## WHAT IS NEEDED
For the entries that follow, restate word for word the line containing "[detect] green foliage", the line containing "[detect] campsite ground", and every line that lies between them.

## EXERCISE DATA

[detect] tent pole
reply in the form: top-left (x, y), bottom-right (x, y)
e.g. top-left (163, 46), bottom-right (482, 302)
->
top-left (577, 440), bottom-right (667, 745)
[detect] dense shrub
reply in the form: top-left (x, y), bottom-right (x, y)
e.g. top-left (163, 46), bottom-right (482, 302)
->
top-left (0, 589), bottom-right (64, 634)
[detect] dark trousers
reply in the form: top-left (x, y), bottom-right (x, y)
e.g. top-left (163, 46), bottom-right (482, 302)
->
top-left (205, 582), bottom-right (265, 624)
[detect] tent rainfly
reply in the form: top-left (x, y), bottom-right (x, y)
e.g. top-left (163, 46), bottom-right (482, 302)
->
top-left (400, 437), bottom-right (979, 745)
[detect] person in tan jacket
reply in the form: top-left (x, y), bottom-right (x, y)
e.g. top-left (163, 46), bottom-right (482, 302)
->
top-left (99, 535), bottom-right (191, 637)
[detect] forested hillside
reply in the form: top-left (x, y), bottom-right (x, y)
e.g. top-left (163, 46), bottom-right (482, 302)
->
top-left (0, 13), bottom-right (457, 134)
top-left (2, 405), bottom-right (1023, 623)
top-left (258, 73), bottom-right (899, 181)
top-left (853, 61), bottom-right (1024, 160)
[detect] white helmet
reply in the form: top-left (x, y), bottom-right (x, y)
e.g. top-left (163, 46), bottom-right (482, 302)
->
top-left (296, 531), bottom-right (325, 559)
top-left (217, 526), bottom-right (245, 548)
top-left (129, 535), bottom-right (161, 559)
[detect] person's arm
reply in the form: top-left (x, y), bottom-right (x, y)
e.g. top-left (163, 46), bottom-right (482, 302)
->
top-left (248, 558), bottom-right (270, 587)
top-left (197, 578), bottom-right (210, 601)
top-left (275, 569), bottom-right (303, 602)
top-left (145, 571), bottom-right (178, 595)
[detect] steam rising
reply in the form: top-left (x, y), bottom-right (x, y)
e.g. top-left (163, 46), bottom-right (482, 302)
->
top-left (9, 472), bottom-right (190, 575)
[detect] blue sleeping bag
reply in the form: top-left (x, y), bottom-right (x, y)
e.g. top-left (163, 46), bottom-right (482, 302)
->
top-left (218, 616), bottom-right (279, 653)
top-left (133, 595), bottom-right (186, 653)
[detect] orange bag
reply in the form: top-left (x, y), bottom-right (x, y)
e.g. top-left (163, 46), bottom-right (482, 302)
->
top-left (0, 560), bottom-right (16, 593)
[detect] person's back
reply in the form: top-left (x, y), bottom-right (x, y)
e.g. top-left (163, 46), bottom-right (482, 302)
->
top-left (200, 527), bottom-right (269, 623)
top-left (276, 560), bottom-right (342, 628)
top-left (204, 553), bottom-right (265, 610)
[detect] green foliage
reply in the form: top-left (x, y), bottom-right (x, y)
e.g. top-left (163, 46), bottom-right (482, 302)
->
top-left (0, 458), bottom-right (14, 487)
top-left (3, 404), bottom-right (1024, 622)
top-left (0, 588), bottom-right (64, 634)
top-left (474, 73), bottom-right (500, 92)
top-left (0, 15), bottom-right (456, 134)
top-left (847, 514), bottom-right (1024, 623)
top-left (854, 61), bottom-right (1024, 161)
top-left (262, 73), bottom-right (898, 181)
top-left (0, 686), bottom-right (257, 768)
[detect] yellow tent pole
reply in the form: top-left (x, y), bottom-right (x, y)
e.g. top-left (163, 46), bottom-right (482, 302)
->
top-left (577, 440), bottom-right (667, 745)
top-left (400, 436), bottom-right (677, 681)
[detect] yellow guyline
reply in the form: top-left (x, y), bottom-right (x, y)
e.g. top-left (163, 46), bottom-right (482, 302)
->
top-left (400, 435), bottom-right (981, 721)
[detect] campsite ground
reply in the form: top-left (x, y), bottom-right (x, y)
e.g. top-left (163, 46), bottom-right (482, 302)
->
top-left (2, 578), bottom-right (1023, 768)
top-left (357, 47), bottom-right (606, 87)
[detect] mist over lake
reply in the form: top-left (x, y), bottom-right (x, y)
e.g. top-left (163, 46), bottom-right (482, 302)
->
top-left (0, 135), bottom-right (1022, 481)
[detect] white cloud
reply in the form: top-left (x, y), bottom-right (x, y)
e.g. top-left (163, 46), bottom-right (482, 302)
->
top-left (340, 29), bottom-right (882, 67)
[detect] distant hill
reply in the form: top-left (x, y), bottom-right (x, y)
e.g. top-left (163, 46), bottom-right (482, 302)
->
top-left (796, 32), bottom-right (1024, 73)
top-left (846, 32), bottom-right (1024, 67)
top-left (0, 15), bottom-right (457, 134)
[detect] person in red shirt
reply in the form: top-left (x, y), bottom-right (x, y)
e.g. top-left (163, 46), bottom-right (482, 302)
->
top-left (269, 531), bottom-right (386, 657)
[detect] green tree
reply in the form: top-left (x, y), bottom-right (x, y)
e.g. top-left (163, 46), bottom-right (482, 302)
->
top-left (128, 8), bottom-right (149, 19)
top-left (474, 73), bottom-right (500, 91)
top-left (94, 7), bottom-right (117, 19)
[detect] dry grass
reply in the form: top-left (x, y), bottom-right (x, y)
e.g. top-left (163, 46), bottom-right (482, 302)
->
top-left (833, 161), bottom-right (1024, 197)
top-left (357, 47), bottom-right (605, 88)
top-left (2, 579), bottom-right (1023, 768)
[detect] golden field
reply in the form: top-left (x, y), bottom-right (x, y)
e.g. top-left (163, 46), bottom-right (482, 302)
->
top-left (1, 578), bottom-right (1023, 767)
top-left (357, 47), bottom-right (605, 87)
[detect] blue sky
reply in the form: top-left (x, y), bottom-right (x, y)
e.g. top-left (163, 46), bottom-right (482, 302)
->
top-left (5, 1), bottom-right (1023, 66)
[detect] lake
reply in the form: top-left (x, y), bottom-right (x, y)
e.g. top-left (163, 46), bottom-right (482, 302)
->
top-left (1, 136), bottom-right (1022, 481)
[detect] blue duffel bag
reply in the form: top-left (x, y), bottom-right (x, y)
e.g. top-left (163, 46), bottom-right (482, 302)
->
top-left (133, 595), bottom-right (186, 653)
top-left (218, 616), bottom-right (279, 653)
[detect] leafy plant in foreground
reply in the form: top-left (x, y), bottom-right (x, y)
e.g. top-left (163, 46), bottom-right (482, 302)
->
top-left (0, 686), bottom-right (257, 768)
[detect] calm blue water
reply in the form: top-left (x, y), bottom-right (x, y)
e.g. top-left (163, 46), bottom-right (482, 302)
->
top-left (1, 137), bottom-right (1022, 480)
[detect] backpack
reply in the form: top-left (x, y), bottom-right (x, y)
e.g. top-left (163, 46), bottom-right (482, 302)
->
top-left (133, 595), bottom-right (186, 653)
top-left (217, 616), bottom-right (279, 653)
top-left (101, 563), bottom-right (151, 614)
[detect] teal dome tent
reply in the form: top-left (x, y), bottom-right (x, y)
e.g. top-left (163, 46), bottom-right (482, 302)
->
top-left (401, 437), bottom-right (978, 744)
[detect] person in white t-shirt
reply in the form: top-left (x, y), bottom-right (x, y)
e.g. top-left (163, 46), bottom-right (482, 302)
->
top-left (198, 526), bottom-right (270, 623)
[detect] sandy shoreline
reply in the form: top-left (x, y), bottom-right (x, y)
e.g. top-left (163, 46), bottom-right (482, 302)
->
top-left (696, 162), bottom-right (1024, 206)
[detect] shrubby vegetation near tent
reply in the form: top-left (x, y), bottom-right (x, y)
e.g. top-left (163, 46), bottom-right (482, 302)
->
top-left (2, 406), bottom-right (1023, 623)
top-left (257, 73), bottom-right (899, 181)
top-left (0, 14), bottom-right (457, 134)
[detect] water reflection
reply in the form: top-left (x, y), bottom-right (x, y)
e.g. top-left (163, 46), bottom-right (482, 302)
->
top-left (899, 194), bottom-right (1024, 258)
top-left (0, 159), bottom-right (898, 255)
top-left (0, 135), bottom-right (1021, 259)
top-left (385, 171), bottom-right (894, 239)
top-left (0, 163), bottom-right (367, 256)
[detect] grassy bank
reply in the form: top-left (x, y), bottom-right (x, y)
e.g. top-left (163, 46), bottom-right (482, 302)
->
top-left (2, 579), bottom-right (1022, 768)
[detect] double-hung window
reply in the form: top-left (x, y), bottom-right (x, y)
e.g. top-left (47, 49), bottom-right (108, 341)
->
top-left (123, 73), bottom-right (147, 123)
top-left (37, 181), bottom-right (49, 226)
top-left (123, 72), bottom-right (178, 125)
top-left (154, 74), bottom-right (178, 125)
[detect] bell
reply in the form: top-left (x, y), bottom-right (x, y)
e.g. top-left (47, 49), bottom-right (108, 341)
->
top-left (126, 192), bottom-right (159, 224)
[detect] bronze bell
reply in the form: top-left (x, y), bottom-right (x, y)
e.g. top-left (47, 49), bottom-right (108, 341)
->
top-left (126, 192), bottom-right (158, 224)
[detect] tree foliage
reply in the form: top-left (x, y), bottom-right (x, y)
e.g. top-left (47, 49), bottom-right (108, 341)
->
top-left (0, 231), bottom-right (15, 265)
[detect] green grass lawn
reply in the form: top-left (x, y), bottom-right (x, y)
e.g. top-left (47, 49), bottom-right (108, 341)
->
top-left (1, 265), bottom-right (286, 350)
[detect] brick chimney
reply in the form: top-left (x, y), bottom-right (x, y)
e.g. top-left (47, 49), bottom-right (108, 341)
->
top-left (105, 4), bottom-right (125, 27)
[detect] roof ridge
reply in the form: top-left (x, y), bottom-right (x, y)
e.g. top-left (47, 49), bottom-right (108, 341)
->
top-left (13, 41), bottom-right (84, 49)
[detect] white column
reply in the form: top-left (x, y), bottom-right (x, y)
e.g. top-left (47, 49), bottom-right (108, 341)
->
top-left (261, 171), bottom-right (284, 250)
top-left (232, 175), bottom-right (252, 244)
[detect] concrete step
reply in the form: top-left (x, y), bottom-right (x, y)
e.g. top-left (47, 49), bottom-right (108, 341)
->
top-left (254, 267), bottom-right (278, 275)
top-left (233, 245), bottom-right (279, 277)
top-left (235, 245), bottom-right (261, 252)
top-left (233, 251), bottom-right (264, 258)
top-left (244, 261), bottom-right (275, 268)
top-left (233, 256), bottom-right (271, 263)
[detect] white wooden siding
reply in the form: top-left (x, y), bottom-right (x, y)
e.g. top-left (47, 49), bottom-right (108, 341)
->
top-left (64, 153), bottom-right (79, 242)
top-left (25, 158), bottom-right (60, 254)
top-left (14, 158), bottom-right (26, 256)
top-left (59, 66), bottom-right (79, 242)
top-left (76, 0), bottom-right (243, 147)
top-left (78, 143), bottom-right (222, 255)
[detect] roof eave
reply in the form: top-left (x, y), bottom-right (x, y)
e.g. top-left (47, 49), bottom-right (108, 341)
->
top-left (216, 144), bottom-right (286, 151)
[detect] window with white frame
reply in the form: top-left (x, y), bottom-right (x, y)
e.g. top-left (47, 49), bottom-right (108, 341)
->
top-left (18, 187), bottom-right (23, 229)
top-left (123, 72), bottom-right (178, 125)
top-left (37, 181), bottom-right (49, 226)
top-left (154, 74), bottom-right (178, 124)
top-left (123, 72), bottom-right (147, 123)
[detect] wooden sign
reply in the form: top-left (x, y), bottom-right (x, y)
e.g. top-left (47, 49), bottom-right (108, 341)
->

## THE ANSWER
[detect] green foliage
reply in the form: top-left (x, y), bottom-right (x, y)
e.g. top-left (163, 46), bottom-right (482, 302)
->
top-left (0, 458), bottom-right (14, 487)
top-left (3, 404), bottom-right (1024, 622)
top-left (0, 588), bottom-right (64, 634)
top-left (474, 73), bottom-right (500, 92)
top-left (0, 15), bottom-right (456, 134)
top-left (847, 514), bottom-right (1024, 623)
top-left (854, 61), bottom-right (1024, 161)
top-left (262, 73), bottom-right (898, 181)
top-left (0, 686), bottom-right (257, 768)
[detect] yellow tent pole
reply in the form: top-left (x, y), bottom-right (x, y)
e.g. top-left (163, 46), bottom-right (482, 302)
->
top-left (577, 440), bottom-right (667, 745)
top-left (400, 436), bottom-right (677, 681)
[detect] yellow guyline
reply in the form: top-left (x, y), bottom-right (x, y)
e.g. top-left (163, 46), bottom-right (482, 302)
->
top-left (400, 435), bottom-right (981, 721)
[detect] campsite ground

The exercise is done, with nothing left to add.